> [BRIEF 1]: Echo the article about Applebee's managers word for word, everything from "Instead of fixing" down to "available to guests.".

> [READING PASSAGE]:
[BEGIN]

Applebee’s thinks the secret to keeping price-sensitive customers coming back is managers walking around more. Managers at the chain of restaurants are being told to spend less time in the back office and more time out on the dining room floor.

The decision is tied to the belief that customers enjoy their experience more when they actually see a manager during their meal.

Why Applebee’s is changing the way managers work

According to the company, customer surveys showed that people who saw or interacted with a manager during their meal consistently reported having a better experience. And it’s not because the manager did something huge. Sometimes just being visible mattered.

The idea is that when managers are actively walking the floor, they can spot problems faster, help frustrated customers immediately, coach employees in real time, and keep service running smoother overall. 

Instead of fixing issues after the fact, Applebee’s wants managers catching them while they’re happening.

The chain had to redesign operations to make this work

Moving managers into the dining room sounds easy until you remember how much restaurant management happens in the back. There’s scheduling, inventory, kitchen coordination, computer systems, administrative work, and a whole lot of other things to put in place.

So Applebee’s is making operational changes behind the scenes to free managers up. That includes simplifying kitchen workflows, redesigning display systems, giving managers more mobile data access, and rolling out a new point-of-sale system from Toast.

The goal is to make managers less tied to office tasks and more available to guests.

A trend is brewing

Applebee’s isn’t the only chain moving in this direction, as a lot of casual dining chains are starting to rethink service in one way or the other.

For instance, Outback Steakhouse recently reduced how many tables each server handles so staff can pay more attention to guests. First Watch, on its end, made the decision to give managers flexibility to occasionally surprise customers with free items or drinks.

It appears there is a memo on how people want a better experience alongside cheaper food. For years, chains competed mostly on discounts, value menus, promotions, and portion sizes. But customers have become more selective about where they spend money.

If someone’s going to sit down for dinner instead of ordering delivery, they want the experience to feel worth it.

Industry data seems to back that up too.

According to Technomic, restaurant brands that invested heavily in service and operations reportedly grew eight times faster than the industry average last year.

With a lot of dining experiences feeling heavily automated (QR code menus, app ordering, and self-checkout systems), Applebee’s leaning back into visible human service feels almost old-school. But that may be exactly what causes it to stand out.

[END]

> [DATA FOR THIS TASK]:

[BEGIN]

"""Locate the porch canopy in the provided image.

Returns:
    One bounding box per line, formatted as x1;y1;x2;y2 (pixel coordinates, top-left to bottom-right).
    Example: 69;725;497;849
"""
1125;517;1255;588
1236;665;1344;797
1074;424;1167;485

[END]

> [BRIEF 2]: Rewrite the entry above with "porch canopy" changed to "garage door", keeping every other part of it the same.

> [WRITTEN ANSWER 1]:
Instead of fixing issues after the fact, Applebee’s wants managers catching them while they’re happening.

The chain had to redesign operations to make this work

Moving managers into the dining room sounds easy until you remember how much restaurant management happens in the back. There’s scheduling, inventory, kitchen coordination, computer systems, administrative work, and a whole lot of other things to put in place.

So Applebee’s is making operational changes behind the scenes to free managers up. That includes simplifying kitchen workflows, redesigning display systems, giving managers more mobile data access, and rolling out a new point-of-sale system from Toast.

The goal is to make managers less tied to office tasks and more available to guests.

> [WRITTEN ANSWER 2]:
"""Locate the garage door in the provided image.

Returns:
    One bounding box per line, formatted as x1;y1;x2;y2 (pixel coordinates, top-left to bottom-right).
    Example: 69;725;497;849
"""
1125;517;1255;588
1236;665;1344;797
1074;424;1167;485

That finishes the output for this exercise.